===== TEXT SECTION =====
When you need additional workers for your business, you have the option to choose between hiring employees or engaging the services of independent contractors. Even though the services might seem similar, there are distinct differences that need to be addressed in the way each worker engages with your company. It is important that you consider your overall goals for the hire, as well as the way you want to be engaging with the worker.

In this article, we are going to talk about the differences between employees and independent contractors. Additionally, you can review the pros and cons of different classifications, to determine the structure that will work best for your business.

Examining the Relationship Between the Business and the Worker

What is the relationship that will be formed between your company and the worker? This relationship is the determining factor that shapes how the person should be paid. The IRS has specific guidelines and rules that need to be followed to ensure that you are using the right classification and payment structure for each person.

As a general rule of thumb, a person is classified as a contractor if the employer doesn’t have any say or control over what is done and how it is done. Instead, the business hires the contractor for specific deliverables that need to be met. The working relationship is only based on the result of the work, not the specifics of the day-in-day-out activities that are performed.

Here are a few considerations to help you determine if the worker is an employee or contractor:

  • Management: When an employer-employee relationship is formed, the business can control and direct the work that is performed by the worker. This includes instructions that are provided regarding when the work is completed and where the person can work. On the other hand, a contractor completes the deliverables with less management and control from the business.
  • Training: Usually, independent contractors leverage their own methods for the completion of the work, without specific training or guidance from the business. If the worker receives periodic or ongoing training about skills or task completion, then they likely fall within the category of employee.
=====
=== AIM ===
Return the passage on employees and independent contractors above word for word, in full.
===== PROVIDED MATERIAL =====
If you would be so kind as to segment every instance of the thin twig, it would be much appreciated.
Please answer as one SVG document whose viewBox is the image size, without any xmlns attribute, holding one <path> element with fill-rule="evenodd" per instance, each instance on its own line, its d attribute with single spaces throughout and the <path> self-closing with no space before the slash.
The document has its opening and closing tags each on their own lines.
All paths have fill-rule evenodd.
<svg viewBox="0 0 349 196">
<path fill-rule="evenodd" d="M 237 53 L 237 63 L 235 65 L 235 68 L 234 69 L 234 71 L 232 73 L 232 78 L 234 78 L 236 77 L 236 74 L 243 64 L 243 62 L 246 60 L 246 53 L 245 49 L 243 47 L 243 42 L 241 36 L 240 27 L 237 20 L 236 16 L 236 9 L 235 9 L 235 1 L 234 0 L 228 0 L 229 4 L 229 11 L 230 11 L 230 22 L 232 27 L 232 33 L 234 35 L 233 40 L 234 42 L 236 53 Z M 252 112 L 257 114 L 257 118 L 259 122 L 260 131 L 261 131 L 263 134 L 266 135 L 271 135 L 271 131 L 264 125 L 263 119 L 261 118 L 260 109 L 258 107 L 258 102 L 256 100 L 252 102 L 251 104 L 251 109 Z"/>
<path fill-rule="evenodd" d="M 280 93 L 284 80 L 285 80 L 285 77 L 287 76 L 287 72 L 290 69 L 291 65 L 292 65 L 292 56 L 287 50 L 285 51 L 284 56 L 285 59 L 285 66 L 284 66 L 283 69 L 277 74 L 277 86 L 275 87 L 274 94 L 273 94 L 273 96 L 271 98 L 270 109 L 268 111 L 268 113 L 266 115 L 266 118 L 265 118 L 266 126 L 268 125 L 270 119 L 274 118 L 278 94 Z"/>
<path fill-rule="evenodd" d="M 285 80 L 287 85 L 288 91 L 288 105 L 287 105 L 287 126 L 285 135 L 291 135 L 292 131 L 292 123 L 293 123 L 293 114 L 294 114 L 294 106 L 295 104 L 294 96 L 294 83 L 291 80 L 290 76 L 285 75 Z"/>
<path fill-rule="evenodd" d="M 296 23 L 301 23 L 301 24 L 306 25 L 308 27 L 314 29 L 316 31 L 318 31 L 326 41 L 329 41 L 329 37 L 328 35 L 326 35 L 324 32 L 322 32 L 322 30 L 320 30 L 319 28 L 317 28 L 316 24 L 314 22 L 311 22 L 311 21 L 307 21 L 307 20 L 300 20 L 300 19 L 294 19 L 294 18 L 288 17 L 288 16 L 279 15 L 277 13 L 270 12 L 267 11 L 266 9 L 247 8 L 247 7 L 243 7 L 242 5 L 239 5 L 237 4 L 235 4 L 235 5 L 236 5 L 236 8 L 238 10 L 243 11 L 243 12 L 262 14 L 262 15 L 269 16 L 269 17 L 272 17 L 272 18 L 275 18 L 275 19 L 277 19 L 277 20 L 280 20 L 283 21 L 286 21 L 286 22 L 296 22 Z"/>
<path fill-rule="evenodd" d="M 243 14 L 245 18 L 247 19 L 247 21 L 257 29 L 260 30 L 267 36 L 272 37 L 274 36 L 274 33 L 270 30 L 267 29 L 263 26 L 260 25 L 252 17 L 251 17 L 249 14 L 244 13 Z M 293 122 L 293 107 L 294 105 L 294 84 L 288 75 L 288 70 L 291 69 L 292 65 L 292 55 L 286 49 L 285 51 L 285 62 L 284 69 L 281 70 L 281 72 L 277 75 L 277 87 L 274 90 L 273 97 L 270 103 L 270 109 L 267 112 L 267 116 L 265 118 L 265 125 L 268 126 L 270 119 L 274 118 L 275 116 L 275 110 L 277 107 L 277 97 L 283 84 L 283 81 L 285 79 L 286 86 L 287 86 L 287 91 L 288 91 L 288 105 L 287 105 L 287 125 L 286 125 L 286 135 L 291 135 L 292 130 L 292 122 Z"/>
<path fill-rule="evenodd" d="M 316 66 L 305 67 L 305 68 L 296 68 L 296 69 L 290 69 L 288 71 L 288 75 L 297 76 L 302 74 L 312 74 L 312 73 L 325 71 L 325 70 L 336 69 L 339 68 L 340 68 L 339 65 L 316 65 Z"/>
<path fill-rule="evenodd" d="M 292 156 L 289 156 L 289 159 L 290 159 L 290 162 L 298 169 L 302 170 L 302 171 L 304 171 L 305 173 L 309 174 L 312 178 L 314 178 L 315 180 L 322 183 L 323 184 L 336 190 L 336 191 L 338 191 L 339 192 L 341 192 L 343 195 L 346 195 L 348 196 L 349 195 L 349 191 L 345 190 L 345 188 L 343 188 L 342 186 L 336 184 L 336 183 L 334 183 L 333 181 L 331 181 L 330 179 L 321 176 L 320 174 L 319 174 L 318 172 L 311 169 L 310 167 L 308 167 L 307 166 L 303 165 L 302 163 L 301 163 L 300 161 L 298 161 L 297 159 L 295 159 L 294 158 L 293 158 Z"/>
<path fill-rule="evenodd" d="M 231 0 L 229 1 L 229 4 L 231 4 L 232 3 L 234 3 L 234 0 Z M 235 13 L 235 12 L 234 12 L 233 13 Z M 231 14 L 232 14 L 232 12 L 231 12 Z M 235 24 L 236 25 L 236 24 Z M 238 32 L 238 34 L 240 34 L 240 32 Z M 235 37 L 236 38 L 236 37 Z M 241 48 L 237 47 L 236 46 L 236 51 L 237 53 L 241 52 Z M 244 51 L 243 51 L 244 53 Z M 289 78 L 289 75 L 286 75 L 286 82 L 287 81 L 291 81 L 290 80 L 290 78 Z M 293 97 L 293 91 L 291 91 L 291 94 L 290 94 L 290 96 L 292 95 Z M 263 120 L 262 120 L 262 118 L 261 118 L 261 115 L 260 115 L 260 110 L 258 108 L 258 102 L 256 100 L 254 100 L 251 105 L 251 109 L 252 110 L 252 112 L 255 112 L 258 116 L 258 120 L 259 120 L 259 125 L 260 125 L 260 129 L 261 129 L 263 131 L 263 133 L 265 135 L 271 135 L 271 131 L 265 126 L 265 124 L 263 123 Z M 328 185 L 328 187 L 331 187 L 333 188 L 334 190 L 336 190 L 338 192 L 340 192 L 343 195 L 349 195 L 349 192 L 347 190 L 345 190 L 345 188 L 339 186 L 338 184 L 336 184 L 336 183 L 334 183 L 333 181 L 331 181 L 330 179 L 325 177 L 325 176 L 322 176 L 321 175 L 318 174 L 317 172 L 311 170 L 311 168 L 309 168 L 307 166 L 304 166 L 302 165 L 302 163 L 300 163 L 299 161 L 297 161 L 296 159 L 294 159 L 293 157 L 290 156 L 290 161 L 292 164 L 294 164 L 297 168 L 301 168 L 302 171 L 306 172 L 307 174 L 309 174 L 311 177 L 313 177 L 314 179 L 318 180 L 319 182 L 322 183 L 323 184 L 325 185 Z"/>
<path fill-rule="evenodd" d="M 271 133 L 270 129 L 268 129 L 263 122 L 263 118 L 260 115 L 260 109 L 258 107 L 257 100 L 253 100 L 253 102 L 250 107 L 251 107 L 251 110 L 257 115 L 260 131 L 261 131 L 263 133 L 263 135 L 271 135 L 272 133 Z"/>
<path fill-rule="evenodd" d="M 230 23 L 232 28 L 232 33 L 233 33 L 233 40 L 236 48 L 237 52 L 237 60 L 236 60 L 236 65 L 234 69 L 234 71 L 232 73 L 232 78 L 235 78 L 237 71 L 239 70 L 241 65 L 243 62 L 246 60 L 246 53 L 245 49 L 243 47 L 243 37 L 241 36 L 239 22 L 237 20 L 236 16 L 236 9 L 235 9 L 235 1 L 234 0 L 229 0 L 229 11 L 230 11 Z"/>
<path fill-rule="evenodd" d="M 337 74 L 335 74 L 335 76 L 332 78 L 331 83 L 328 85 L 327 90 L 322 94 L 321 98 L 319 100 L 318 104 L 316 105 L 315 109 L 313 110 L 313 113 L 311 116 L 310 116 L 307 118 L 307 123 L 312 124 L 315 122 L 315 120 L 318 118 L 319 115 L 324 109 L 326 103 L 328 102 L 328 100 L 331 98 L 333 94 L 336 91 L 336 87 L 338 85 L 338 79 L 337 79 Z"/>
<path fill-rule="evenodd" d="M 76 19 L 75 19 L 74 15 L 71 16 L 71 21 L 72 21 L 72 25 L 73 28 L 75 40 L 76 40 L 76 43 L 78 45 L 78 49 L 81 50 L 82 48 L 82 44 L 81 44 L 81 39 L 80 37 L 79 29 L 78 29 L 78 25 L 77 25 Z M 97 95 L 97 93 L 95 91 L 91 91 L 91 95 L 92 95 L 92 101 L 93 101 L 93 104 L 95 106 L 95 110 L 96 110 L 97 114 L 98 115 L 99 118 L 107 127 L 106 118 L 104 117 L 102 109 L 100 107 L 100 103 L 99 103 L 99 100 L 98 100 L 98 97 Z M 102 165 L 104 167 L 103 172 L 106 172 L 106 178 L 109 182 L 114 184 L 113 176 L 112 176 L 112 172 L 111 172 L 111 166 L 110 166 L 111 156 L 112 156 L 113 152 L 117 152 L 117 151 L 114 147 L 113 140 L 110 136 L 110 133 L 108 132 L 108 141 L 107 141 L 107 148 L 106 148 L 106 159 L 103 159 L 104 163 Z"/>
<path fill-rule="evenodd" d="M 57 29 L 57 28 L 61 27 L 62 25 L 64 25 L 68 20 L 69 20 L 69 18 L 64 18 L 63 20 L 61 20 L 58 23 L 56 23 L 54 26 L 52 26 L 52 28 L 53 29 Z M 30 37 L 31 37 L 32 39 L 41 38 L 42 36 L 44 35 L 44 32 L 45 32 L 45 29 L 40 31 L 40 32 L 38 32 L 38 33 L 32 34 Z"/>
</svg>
=====
=== RESULT OF THIS EXERCISE ===
When you need additional workers for your business, you have the option to choose between hiring employees or engaging the services of independent contractors. Even though the services might seem similar, there are distinct differences that need to be addressed in the way each worker engages with your company. It is important that you consider your overall goals for the hire, as well as the way you want to be engaging with the worker.

In this article, we are going to talk about the differences between employees and independent contractors. Additionally, you can review the pros and cons of different classifications, to determine the structure that will work best for your business.

Examining the Relationship Between the Business and the Worker

What is the relationship that will be formed between your company and the worker? This relationship is the determining factor that shapes how the person should be paid. The IRS has specific guidelines and rules that need to be followed to ensure that you are using the right classification and payment structure for each person.

As a general rule of thumb, a person is classified as a contractor if the employer doesn’t have any say or control over what is done and how it is done. Instead, the business hires the contractor for specific deliverables that need to be met. The working relationship is only based on the result of the work, not the specifics of the day-in-day-out activities that are performed.

Here are a few considerations to help you determine if the worker is an employee or contractor:

  • Management: When an employer-employee relationship is formed, the business can control and direct the work that is performed by the worker. This includes instructions that are provided regarding when the work is completed and where the person can work. On the other hand, a contractor completes the deliverables with less management and control from the business.
  • Training: Usually, independent contractors leverage their own methods for the completion of the work, without specific training or guidance from the business. If the worker receives periodic or ongoing training about skills or task completion, then they likely fall within the category of employee.